Kliph Nesteroff: You mentioned when you were in a comedy team with Harvey Norman... you said Harvey Norman had gambling issues?

Stanley Dean: Yes.

Kliph Nesteroff: So, when you two played a place like the El Rancho Vegas... with Jane Russell, November 1958, did that vice come into play? You were booked in the epicenter of gambling.


Stanley Dean: Right, yes. Definitely. We were making $7500 a week. Around the second week I needed some money. I went to withdraw some money and they told me, "Sorry. There's no money left." We were booked there for a month! That's close to thirty grand! There wasn't a dime left! The fucking idiot went and blew the whole thing. I wanted to kill him! At that point I realized this is nothing but trouble.


We had a lot of potential, but I hadn't even wanted to do a team. It is very difficult to work with other people. Very, very difficult. If you hit it off well, that's one thing. But ninety-nine percent of the time you just don't. You'll always find something wrong, that's not right, this doesn't fit, things just don't quite gel.

Kliph Nesteroff: I have a note that says you two broke up in December 1959 after playing a gig in Dallas. You then teamed up with a guy named Tony Foster in March 1960.


Stanley Dean: Well (laughs), Jesus. Tony Foster - there's another beauty! He was a character and a half. He was a real ladies man. He was a beauty. He had a great sense of humor, but he wasn't much of a performer. He was good looking and I thought I could work around him. But I wasn't able to bounce off him like I would have liked. Then one day he said, "I'm gonna go live in Florida." His parents died and they left him some money. He sold their house and he moved away. I said, "Uh, okay." Then he used to phone me every once in a while. But he was also not an easy person... he was very vain. A very vain individual. You could hardly say anything because he'd get insulted. Even if you were just having fun with him.


Kliph Nesteroff: Between the break-up with Harvey Norman and joining forces with Tony Foster - January 1960 - you were featured on a television show called The Pontiac Star Parade: The Future Lies Ahead produced by Joe Cates. Narrated by Eddie Cantor and hosted by Mort Sahl.

::::::::

▶ Set problem 1: In the comedy interview, render this sentence in Spanish: "It is very difficult to work with other people."
▶ Set problem 2: Extend the comedy interview with Stanley Dean, picking up right after its final line.

::::::::

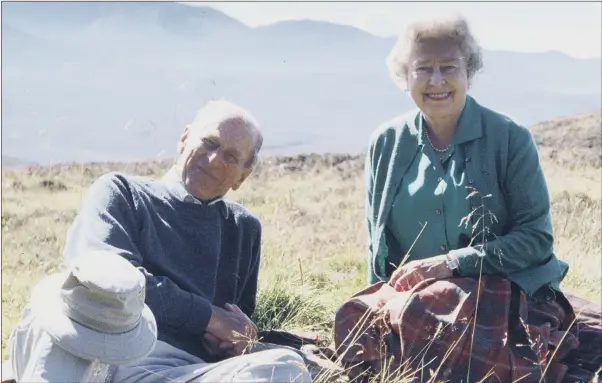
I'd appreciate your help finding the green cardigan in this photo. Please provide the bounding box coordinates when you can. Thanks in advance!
[365,96,568,297]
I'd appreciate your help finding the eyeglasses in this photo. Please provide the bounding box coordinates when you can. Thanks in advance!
[410,57,463,79]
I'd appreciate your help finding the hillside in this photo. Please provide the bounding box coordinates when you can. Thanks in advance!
[2,2,602,164]
[531,109,602,167]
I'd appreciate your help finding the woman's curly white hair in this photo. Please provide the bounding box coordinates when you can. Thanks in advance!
[387,15,483,89]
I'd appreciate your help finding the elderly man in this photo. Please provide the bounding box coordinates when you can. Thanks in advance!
[64,101,310,383]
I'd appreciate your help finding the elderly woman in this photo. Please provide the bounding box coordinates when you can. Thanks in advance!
[335,17,602,382]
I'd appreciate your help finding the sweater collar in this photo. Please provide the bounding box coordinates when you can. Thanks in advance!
[161,167,228,218]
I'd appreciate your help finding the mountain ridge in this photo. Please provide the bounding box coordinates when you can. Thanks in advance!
[2,3,602,163]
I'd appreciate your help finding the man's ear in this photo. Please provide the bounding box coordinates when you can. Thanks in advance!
[178,125,190,154]
[232,168,253,190]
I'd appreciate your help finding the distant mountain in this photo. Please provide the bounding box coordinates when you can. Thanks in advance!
[2,2,602,163]
[2,154,33,168]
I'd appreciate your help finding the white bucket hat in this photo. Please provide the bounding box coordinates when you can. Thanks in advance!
[30,251,157,364]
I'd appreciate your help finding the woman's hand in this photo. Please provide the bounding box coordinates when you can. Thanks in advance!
[389,255,454,291]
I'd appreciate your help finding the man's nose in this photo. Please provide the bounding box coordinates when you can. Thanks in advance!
[207,148,221,165]
[430,68,443,86]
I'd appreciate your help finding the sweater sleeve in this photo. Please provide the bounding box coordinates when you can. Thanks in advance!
[450,127,554,276]
[63,173,212,335]
[238,220,261,318]
[364,133,380,285]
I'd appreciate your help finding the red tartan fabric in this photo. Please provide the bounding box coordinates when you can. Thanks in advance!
[334,276,602,383]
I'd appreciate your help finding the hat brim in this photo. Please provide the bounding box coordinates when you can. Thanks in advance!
[31,274,157,365]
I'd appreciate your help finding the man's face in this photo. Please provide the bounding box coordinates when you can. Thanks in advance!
[176,119,256,200]
[407,40,468,119]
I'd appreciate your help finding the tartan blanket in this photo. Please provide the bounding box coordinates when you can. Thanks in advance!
[334,276,602,383]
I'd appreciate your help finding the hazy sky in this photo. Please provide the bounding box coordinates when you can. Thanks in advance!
[186,1,602,58]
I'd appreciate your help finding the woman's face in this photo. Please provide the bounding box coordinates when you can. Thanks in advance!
[407,40,468,120]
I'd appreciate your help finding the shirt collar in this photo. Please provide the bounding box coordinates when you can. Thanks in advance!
[161,167,228,218]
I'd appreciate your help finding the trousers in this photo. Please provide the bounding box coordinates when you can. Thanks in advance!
[106,341,311,383]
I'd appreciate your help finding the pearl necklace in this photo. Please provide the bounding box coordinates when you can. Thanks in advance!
[425,129,452,153]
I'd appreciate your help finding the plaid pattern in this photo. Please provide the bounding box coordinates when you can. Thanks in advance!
[334,276,602,383]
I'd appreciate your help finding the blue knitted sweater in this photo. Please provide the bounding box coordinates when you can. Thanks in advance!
[64,173,261,359]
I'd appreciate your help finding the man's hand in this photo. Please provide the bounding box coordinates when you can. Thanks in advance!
[389,255,454,291]
[204,303,257,356]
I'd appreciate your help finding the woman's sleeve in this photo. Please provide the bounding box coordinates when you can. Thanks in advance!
[450,127,554,276]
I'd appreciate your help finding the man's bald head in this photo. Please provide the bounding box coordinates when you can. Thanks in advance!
[189,100,263,168]
[171,100,263,200]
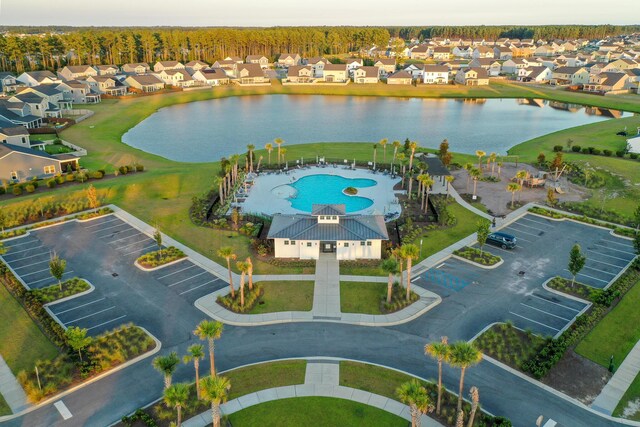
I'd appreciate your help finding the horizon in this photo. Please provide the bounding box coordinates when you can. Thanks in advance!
[0,0,640,28]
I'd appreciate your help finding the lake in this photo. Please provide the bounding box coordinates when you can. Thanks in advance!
[122,95,630,162]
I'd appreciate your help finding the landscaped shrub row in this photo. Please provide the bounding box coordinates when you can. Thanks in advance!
[453,246,502,265]
[529,206,636,237]
[136,246,186,268]
[29,277,90,304]
[217,284,264,313]
[522,260,640,379]
[18,324,155,402]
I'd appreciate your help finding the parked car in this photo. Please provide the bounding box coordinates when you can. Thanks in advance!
[487,231,516,249]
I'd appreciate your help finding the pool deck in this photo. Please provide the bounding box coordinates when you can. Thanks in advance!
[240,165,404,215]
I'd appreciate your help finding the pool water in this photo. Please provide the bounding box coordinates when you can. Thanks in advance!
[287,174,376,213]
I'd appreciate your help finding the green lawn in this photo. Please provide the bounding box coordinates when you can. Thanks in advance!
[229,397,407,427]
[0,285,58,375]
[576,282,640,368]
[340,282,387,314]
[613,375,640,421]
[247,281,314,314]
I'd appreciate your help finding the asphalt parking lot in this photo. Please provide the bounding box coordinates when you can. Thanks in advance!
[3,215,227,343]
[413,214,634,338]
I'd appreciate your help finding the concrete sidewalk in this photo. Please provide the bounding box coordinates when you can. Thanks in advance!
[182,361,442,427]
[591,341,640,415]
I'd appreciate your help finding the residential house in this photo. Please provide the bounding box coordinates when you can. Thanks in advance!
[551,67,589,86]
[455,67,489,86]
[58,65,98,80]
[192,68,229,86]
[184,60,209,75]
[322,64,349,83]
[245,55,269,70]
[87,76,127,96]
[471,46,495,58]
[16,70,61,87]
[387,70,413,85]
[422,65,449,85]
[96,65,120,76]
[237,64,271,85]
[373,58,396,77]
[278,53,301,68]
[124,74,164,92]
[287,65,315,83]
[469,58,502,77]
[122,62,151,75]
[0,144,78,182]
[307,56,331,78]
[353,66,380,84]
[584,72,629,93]
[267,205,389,260]
[153,61,185,73]
[433,47,451,61]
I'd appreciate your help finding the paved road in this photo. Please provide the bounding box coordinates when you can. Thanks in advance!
[1,217,626,426]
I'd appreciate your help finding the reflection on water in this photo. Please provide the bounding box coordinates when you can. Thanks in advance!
[122,95,628,162]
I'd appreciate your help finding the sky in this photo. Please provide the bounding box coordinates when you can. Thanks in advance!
[0,0,640,27]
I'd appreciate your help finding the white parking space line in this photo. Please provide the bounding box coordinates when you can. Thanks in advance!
[506,225,540,237]
[85,216,119,228]
[87,314,127,331]
[520,302,571,322]
[13,259,49,271]
[53,400,73,421]
[564,268,609,283]
[7,245,44,255]
[178,280,219,295]
[528,294,580,313]
[4,252,50,264]
[91,222,129,237]
[169,271,208,288]
[64,305,116,325]
[509,311,560,332]
[587,249,631,262]
[54,297,106,316]
[594,243,636,256]
[156,264,196,280]
[584,265,616,277]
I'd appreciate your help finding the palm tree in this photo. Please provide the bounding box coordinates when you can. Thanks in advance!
[247,144,256,172]
[409,141,418,169]
[218,246,236,298]
[378,138,389,163]
[467,386,480,427]
[152,351,180,390]
[396,378,433,427]
[193,320,224,376]
[447,341,482,412]
[264,142,273,164]
[381,258,398,304]
[273,138,284,166]
[182,344,204,400]
[476,150,487,172]
[507,182,520,209]
[236,261,249,307]
[424,337,449,415]
[163,383,189,427]
[200,376,231,427]
[400,243,420,301]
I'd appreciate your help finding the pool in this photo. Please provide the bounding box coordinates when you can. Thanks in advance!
[273,174,377,213]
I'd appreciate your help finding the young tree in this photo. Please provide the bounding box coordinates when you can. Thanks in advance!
[193,320,224,376]
[476,219,491,256]
[49,252,67,290]
[567,243,587,287]
[87,184,100,209]
[182,344,204,400]
[64,326,93,361]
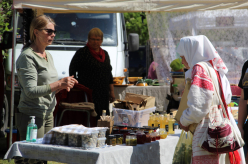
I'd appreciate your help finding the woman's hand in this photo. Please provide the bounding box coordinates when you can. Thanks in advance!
[179,121,189,132]
[59,75,78,92]
[109,91,115,103]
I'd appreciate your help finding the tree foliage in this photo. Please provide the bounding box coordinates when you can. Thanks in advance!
[0,0,13,42]
[124,12,149,45]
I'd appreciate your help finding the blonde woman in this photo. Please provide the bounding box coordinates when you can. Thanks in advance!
[16,15,77,140]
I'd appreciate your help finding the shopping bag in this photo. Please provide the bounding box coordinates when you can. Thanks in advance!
[172,130,193,164]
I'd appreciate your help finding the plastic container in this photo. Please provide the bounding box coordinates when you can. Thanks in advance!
[54,132,68,145]
[115,134,123,145]
[98,129,107,138]
[126,133,137,146]
[81,131,99,149]
[96,137,106,147]
[107,135,116,146]
[136,131,146,144]
[113,107,156,127]
[68,134,82,147]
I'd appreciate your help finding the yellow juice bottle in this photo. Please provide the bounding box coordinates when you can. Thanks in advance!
[159,115,165,128]
[148,113,154,126]
[159,128,168,139]
[154,113,160,127]
[164,114,169,132]
[168,113,175,134]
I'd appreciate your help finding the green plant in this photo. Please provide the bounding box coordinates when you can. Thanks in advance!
[124,12,149,45]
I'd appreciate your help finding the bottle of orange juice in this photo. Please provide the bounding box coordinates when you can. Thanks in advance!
[159,114,165,129]
[164,114,169,132]
[154,113,160,127]
[148,113,154,126]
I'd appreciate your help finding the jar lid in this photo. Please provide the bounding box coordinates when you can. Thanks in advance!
[116,125,127,127]
[108,135,115,138]
[120,129,130,132]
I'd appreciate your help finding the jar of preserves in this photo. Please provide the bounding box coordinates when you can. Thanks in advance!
[115,134,123,145]
[107,135,116,146]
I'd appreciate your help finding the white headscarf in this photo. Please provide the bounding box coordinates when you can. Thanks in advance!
[177,35,232,104]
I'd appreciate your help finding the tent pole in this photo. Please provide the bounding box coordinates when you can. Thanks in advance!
[9,9,17,160]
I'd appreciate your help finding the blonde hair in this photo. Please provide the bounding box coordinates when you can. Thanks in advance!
[88,28,103,40]
[23,15,56,48]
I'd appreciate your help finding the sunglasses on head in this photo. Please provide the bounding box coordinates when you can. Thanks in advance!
[40,29,56,35]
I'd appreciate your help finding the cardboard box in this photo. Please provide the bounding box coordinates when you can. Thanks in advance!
[115,93,155,111]
[113,107,156,127]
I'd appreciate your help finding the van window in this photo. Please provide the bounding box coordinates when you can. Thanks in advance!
[45,13,117,46]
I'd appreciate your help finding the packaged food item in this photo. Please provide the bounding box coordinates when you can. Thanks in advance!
[54,132,68,145]
[120,130,130,143]
[97,137,106,147]
[144,131,152,143]
[136,130,146,144]
[126,133,137,146]
[107,135,116,146]
[115,134,123,145]
[159,128,167,139]
[98,129,107,138]
[81,131,99,149]
[68,134,82,147]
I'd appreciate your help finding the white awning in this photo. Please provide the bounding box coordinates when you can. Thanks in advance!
[13,0,248,13]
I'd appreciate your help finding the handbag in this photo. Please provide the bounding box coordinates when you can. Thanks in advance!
[199,62,244,154]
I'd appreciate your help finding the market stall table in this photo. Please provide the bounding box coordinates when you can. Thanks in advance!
[4,129,181,164]
[114,85,170,111]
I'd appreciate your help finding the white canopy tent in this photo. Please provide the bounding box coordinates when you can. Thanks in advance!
[9,0,248,151]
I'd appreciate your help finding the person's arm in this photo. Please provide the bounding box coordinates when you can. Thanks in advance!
[238,89,247,138]
[17,55,77,99]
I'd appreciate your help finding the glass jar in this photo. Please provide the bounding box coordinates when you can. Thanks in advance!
[115,134,123,145]
[126,133,137,146]
[144,131,152,143]
[107,135,116,146]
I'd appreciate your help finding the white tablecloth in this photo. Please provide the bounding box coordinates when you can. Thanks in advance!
[4,130,181,164]
[114,86,170,111]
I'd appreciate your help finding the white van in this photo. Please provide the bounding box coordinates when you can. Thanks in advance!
[0,10,139,129]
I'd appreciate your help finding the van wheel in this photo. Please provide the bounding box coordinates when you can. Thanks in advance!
[0,95,9,137]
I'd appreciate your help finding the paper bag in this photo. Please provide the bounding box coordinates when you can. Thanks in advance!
[97,120,114,135]
[175,79,198,134]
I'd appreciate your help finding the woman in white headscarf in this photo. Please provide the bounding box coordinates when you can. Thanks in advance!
[177,35,245,164]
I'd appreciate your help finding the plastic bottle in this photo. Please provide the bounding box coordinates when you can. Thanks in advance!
[168,113,175,134]
[154,113,160,127]
[164,114,169,132]
[159,115,165,128]
[148,113,154,126]
[26,116,38,142]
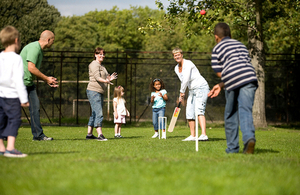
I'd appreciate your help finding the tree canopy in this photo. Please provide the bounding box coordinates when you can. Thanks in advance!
[0,0,60,46]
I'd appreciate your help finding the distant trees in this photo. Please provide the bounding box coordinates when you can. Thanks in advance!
[0,0,60,47]
[146,0,300,127]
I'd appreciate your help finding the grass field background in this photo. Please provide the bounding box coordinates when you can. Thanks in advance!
[0,123,300,195]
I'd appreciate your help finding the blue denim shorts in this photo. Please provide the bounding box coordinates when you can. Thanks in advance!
[186,85,209,119]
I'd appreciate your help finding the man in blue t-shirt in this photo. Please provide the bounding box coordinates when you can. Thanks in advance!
[208,23,258,154]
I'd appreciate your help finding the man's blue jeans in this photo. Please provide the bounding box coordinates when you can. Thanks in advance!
[26,85,46,139]
[224,83,257,153]
[86,90,103,127]
[152,107,166,131]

::::::::

▶ Result 1: Es muy difícil trabajar con otras personas.

▶ Result 2:
Stanley Dean: Right! That's right. I don't remember Mort Sahl, although I know he was involved. He wasn't on the show itself - he was on something they did with the show afterward. I don't know what exactly. The interesting part was... who was that great comedy team... the guy and the girl?


Kliph Nesteroff: Nichols and May.

Stanley Dean: Yes, Nichols and May. The agent of Nichols and May - I was friendly with.

Kliph Nesteroff: Jack Rollins.

Stanley Dean: Jack Rollins, right. He was handling Nichols and May. They wanted Nichols and May on the show, but Jack Rollins said, "If you want Nichols and May on the show then you have to ditch the other comedy team you've got on." The guy asked, "Why?" He said, "Because I don't want another comedy team on the show."


I could understand that. I didn't think it was a big deal, but I could understand it. The producer said, "No. I don't want anybody telling me how to run this show." So, that's the way that went and Nichols and May didn't get on. Imagine that? He chose us over Nichols and May (laughs).


Kliph Nesteroff: You did the Sullivan show with Harvey Norman prior to the break-up... but then, I think, Foster left you... and you teamed with Harvey Norman again?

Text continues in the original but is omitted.